[ACTION ITEM]: Scan the records beneath this line for the line holding "box: [321, 123, 331, 200]" and the line holding "4L36 5L6 200H26L37", then transcribe exactly those two and all lines between.

[THE INPUT]:
%%
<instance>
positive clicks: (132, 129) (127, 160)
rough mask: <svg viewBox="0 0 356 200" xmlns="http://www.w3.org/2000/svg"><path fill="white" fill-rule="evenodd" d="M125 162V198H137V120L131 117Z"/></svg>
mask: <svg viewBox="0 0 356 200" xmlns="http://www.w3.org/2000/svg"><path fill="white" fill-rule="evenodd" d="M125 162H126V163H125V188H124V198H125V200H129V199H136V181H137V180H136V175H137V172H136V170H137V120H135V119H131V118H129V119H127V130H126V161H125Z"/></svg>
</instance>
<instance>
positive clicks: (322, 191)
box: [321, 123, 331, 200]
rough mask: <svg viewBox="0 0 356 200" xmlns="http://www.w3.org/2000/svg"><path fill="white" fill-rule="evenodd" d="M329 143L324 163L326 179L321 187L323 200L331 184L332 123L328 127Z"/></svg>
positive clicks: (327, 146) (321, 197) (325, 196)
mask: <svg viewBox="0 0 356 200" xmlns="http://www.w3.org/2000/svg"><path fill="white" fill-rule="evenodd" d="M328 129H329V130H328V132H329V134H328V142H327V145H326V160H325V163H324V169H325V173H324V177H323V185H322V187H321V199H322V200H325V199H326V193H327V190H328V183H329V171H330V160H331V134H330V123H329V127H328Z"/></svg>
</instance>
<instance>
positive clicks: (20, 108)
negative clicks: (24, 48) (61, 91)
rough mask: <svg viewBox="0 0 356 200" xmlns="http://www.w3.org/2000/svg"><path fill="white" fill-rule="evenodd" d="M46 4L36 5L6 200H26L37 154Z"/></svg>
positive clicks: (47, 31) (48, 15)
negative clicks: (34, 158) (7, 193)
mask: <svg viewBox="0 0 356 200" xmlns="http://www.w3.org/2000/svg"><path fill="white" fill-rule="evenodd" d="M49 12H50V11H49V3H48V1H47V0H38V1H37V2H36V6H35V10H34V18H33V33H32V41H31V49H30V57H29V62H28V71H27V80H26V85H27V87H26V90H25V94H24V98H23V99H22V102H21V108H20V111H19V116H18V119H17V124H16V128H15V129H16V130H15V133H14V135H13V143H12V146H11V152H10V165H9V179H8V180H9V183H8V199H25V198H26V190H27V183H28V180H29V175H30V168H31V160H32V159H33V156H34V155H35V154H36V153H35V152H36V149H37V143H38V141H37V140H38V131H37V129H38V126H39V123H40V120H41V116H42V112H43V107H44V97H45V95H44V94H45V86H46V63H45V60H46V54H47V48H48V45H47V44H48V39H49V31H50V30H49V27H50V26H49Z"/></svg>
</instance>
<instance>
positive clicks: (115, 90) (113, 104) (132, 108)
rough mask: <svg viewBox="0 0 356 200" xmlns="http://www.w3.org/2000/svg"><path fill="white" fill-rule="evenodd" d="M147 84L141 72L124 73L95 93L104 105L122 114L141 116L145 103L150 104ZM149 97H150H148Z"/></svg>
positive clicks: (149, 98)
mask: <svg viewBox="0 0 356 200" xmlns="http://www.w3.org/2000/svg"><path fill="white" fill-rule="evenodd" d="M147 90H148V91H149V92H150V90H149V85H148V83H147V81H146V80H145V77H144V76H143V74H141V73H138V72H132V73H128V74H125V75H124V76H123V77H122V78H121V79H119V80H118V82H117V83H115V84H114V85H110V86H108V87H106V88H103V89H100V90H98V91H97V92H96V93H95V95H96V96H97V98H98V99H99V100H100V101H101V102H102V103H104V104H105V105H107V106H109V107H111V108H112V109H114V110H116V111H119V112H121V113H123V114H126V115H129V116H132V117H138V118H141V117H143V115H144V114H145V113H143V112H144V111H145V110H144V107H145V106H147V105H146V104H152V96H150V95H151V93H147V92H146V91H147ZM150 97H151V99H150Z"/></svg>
%%
[THE COMPLETED TASK]:
box: [321, 123, 331, 200]
rough mask: <svg viewBox="0 0 356 200" xmlns="http://www.w3.org/2000/svg"><path fill="white" fill-rule="evenodd" d="M329 143L324 163L326 179L321 187L323 200L331 184L332 123L328 127Z"/></svg>
positive clicks: (327, 146) (321, 197) (325, 196)
mask: <svg viewBox="0 0 356 200" xmlns="http://www.w3.org/2000/svg"><path fill="white" fill-rule="evenodd" d="M328 129H329V130H328V132H329V134H328V142H327V145H326V160H325V163H324V169H325V173H324V177H323V185H322V187H321V199H322V200H325V199H326V193H327V190H328V183H329V171H330V160H331V134H330V123H329V127H328Z"/></svg>
</instance>
<instance>
positive clicks: (20, 108)
negative clicks: (24, 48) (61, 91)
rough mask: <svg viewBox="0 0 356 200" xmlns="http://www.w3.org/2000/svg"><path fill="white" fill-rule="evenodd" d="M46 4L36 5L6 200H26L37 154Z"/></svg>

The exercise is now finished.